-- Begin --
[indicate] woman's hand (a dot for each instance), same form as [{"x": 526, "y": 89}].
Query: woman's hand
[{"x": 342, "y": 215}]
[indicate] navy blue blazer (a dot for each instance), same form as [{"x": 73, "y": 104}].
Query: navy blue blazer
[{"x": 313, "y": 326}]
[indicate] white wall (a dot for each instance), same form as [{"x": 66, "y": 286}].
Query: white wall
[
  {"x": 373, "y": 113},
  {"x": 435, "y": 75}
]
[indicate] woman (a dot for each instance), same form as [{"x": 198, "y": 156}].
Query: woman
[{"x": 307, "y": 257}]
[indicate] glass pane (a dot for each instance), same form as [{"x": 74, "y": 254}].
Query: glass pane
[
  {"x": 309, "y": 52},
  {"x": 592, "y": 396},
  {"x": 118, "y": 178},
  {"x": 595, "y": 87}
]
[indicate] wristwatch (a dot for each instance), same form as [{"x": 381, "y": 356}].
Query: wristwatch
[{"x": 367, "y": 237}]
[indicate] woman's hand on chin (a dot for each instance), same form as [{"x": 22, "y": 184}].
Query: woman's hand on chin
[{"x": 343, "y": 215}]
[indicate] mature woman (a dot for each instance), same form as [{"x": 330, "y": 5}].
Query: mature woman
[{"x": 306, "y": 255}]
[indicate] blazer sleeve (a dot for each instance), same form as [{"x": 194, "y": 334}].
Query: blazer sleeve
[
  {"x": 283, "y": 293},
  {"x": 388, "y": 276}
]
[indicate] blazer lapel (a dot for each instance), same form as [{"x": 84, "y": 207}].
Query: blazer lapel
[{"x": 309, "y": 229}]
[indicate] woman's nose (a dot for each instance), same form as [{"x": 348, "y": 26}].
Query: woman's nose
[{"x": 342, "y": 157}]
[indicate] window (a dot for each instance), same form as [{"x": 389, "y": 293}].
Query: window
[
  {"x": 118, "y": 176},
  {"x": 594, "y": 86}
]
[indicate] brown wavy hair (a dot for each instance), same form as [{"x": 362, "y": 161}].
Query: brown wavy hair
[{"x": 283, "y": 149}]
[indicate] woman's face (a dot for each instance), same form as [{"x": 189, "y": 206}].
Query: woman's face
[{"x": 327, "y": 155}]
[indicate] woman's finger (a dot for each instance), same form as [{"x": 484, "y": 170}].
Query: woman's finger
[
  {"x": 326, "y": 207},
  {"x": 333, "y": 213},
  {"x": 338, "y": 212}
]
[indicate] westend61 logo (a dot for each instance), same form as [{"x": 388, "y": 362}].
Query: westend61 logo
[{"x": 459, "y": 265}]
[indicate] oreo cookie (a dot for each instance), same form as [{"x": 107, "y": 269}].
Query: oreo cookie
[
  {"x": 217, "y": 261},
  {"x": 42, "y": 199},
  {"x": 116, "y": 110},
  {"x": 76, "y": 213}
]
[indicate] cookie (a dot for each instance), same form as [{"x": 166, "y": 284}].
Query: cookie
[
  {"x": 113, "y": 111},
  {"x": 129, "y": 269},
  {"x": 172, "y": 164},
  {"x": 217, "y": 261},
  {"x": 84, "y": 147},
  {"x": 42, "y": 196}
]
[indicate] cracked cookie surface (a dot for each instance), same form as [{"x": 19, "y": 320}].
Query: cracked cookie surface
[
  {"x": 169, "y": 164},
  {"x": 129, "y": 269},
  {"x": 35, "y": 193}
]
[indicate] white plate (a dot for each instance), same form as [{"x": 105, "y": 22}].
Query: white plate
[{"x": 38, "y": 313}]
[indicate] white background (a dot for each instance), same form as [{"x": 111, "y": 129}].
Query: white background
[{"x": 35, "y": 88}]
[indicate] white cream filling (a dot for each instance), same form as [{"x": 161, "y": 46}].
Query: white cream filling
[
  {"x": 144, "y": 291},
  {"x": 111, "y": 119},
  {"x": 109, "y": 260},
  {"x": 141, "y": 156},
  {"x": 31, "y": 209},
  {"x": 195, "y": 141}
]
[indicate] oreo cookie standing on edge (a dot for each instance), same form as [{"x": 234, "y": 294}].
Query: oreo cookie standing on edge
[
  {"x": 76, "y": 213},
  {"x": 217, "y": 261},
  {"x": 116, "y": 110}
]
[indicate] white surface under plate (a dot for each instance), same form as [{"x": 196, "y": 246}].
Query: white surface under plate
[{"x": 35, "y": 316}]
-- End --
**TASK:**
Copy the rows word for word, beginning at the line that contains "[indicate] oreo cookie (a" and continuing through the last row.

**PROBLEM SOLUTION:**
[indicate] oreo cookie (a dot for each instance), same form as [{"x": 107, "y": 269}].
Query: oreo cookie
[
  {"x": 217, "y": 261},
  {"x": 42, "y": 199},
  {"x": 116, "y": 110},
  {"x": 76, "y": 213}
]
[indicate] cookie (a dot for each instance), same form as [{"x": 166, "y": 284}].
Query: cookie
[
  {"x": 113, "y": 111},
  {"x": 129, "y": 269},
  {"x": 172, "y": 164},
  {"x": 217, "y": 261},
  {"x": 84, "y": 147},
  {"x": 42, "y": 196}
]
[indicate] cracked cookie surface (a dot for each instance), same form as [{"x": 19, "y": 320}].
Query: cracked cookie surface
[
  {"x": 169, "y": 164},
  {"x": 129, "y": 269},
  {"x": 35, "y": 193}
]
[indicate] white plate (a dot for each instance), same form as [{"x": 105, "y": 22}].
Query: white plate
[{"x": 38, "y": 313}]
[indicate] white background (a dot for each instance), same form as [{"x": 111, "y": 129}].
Query: white background
[{"x": 35, "y": 88}]
[indicate] white cream filling (a dot for each instance), same form as [{"x": 161, "y": 46}].
Query: white cream filling
[
  {"x": 144, "y": 291},
  {"x": 111, "y": 119},
  {"x": 109, "y": 260},
  {"x": 141, "y": 156},
  {"x": 31, "y": 209},
  {"x": 195, "y": 141}
]
[indicate] oreo cookie standing on edge (a dot for each instance), same form as [{"x": 234, "y": 294}].
Query: oreo cookie standing on edge
[
  {"x": 76, "y": 213},
  {"x": 217, "y": 261},
  {"x": 116, "y": 110}
]
[indicate] white surface under plate (a dot for each instance), same form as [{"x": 196, "y": 246}].
Query: white surface under plate
[{"x": 35, "y": 316}]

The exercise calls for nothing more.